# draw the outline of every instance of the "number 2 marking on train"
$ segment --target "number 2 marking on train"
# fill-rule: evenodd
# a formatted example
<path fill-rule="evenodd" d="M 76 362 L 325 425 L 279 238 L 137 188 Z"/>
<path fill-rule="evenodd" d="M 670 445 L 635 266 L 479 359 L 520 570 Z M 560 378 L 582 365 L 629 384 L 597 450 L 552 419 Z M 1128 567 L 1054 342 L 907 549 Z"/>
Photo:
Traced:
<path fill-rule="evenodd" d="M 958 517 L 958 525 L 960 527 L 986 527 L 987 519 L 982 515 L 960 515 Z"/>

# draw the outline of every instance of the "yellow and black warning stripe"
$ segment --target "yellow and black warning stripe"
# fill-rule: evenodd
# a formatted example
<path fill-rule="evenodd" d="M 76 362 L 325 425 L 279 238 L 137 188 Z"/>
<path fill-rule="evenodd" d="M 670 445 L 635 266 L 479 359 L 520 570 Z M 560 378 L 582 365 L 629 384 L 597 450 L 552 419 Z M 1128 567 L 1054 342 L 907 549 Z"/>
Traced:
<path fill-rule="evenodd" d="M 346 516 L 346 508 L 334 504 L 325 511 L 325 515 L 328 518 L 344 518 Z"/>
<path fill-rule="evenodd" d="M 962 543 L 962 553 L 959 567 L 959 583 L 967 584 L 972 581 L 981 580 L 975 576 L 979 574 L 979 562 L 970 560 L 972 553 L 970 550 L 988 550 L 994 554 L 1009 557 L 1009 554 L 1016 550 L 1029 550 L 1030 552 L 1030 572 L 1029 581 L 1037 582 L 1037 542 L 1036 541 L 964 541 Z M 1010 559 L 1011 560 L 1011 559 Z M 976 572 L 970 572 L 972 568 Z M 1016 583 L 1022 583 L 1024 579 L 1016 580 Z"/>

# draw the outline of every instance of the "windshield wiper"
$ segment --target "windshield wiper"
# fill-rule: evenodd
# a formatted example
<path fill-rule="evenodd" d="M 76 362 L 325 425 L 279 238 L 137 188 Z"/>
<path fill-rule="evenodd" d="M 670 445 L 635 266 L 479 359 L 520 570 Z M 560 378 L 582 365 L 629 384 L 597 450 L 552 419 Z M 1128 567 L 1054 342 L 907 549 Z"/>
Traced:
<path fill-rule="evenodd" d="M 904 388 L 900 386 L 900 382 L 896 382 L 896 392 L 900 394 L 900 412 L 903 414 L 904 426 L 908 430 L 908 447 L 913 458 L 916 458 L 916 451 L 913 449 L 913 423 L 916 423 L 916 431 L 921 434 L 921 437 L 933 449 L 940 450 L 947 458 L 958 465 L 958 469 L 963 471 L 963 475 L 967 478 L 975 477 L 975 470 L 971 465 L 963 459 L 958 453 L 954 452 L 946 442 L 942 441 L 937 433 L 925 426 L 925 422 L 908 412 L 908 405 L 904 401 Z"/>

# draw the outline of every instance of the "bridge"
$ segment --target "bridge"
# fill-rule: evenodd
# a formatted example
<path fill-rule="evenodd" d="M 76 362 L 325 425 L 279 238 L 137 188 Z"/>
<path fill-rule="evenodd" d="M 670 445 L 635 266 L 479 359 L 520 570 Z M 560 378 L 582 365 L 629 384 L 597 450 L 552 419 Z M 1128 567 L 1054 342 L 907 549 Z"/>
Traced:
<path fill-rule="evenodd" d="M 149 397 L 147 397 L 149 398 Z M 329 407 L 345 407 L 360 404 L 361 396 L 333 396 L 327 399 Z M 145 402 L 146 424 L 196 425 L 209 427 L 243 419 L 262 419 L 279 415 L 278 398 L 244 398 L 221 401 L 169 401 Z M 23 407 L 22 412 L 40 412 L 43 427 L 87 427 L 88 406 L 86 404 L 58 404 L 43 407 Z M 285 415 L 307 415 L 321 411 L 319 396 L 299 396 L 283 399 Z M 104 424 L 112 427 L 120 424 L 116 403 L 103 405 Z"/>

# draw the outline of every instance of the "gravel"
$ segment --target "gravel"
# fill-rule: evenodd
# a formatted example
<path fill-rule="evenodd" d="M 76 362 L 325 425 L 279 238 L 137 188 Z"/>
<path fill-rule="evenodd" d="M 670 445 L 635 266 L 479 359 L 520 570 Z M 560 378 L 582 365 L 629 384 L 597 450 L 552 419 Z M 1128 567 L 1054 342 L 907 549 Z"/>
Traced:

# # # #

Description of the task:
What's needed is every line of the listing, transcribed word for word.

Reply:
# draw the outline of every instance of the "number 2 marking on train"
$ segment --target "number 2 marking on train"
# fill-rule: evenodd
# a formatted example
<path fill-rule="evenodd" d="M 76 362 L 325 425 L 279 238 L 137 188 Z"/>
<path fill-rule="evenodd" d="M 670 445 L 635 266 L 479 359 L 520 570 Z M 560 378 L 582 365 L 629 384 L 597 450 L 552 419 Z M 1128 567 L 1054 342 L 907 549 Z"/>
Photo:
Traced:
<path fill-rule="evenodd" d="M 958 517 L 958 525 L 960 527 L 986 527 L 987 519 L 982 515 L 960 515 Z"/>

# draw the outline of every instance of the "yellow and black warning stripe"
$ segment --target "yellow and black warning stripe"
# fill-rule: evenodd
# a formatted example
<path fill-rule="evenodd" d="M 76 362 L 325 425 L 279 238 L 137 188 Z"/>
<path fill-rule="evenodd" d="M 670 445 L 635 266 L 479 359 L 520 570 Z M 560 378 L 582 365 L 629 384 L 597 450 L 552 419 Z M 1128 567 L 1054 342 L 907 549 Z"/>
Traced:
<path fill-rule="evenodd" d="M 346 516 L 346 508 L 334 504 L 325 511 L 325 515 L 328 518 L 344 518 Z"/>
<path fill-rule="evenodd" d="M 962 543 L 962 553 L 959 567 L 959 583 L 967 584 L 972 581 L 981 580 L 975 576 L 979 574 L 979 562 L 970 560 L 972 553 L 970 550 L 988 550 L 994 554 L 1009 557 L 1009 554 L 1016 550 L 1029 550 L 1030 552 L 1030 572 L 1029 581 L 1037 582 L 1037 542 L 1036 541 L 964 541 Z M 1010 559 L 1011 560 L 1011 559 Z M 976 572 L 970 572 L 972 568 Z M 1016 583 L 1022 583 L 1024 579 L 1016 580 Z"/>

# draw the outline of every instance of the "windshield wiper"
$ segment --target "windshield wiper"
# fill-rule: evenodd
# a formatted example
<path fill-rule="evenodd" d="M 76 362 L 325 425 L 279 238 L 137 188 Z"/>
<path fill-rule="evenodd" d="M 670 445 L 635 266 L 479 359 L 520 570 Z M 560 378 L 582 365 L 629 384 L 597 450 L 552 419 Z M 1128 567 L 1054 342 L 907 549 Z"/>
Traced:
<path fill-rule="evenodd" d="M 904 388 L 900 386 L 900 382 L 896 382 L 896 392 L 900 394 L 900 412 L 903 414 L 904 426 L 908 430 L 908 447 L 913 458 L 916 458 L 916 451 L 913 449 L 913 423 L 916 423 L 916 431 L 921 434 L 921 437 L 933 449 L 940 450 L 947 458 L 958 465 L 958 469 L 963 471 L 963 475 L 967 478 L 975 477 L 975 470 L 971 465 L 963 459 L 958 453 L 954 452 L 946 442 L 942 441 L 937 433 L 925 426 L 925 422 L 908 412 L 908 405 L 904 401 Z"/>

# draw the outline of every instance of the "bridge"
$ segment --target "bridge"
# fill-rule: evenodd
# a formatted example
<path fill-rule="evenodd" d="M 76 362 L 325 425 L 279 238 L 137 188 Z"/>
<path fill-rule="evenodd" d="M 670 445 L 635 266 L 479 359 L 520 570 Z M 560 378 L 582 365 L 629 384 L 597 450 L 552 419 Z M 1128 567 L 1054 342 L 907 549 Z"/>
Traced:
<path fill-rule="evenodd" d="M 149 397 L 147 397 L 149 398 Z M 329 407 L 345 407 L 360 404 L 361 396 L 333 396 L 327 399 Z M 145 402 L 146 424 L 196 425 L 209 427 L 243 419 L 262 419 L 279 415 L 278 398 L 244 398 L 221 401 L 169 401 Z M 23 407 L 22 412 L 40 412 L 43 427 L 87 427 L 88 406 L 86 404 L 58 404 L 43 407 Z M 285 415 L 307 415 L 321 411 L 319 396 L 299 396 L 283 399 Z M 104 424 L 112 427 L 120 424 L 116 403 L 103 405 Z"/>

# draw the outline of every instance of the "gravel"
$ segment --target "gravel"
# fill-rule: evenodd
# a formatted example
<path fill-rule="evenodd" d="M 76 362 L 325 425 L 279 238 L 137 188 Z"/>
<path fill-rule="evenodd" d="M 670 445 L 635 266 L 479 359 L 520 570 Z M 560 378 L 582 365 L 629 384 L 597 450 L 552 419 Z M 1128 567 L 1054 342 L 907 549 Z"/>
Traced:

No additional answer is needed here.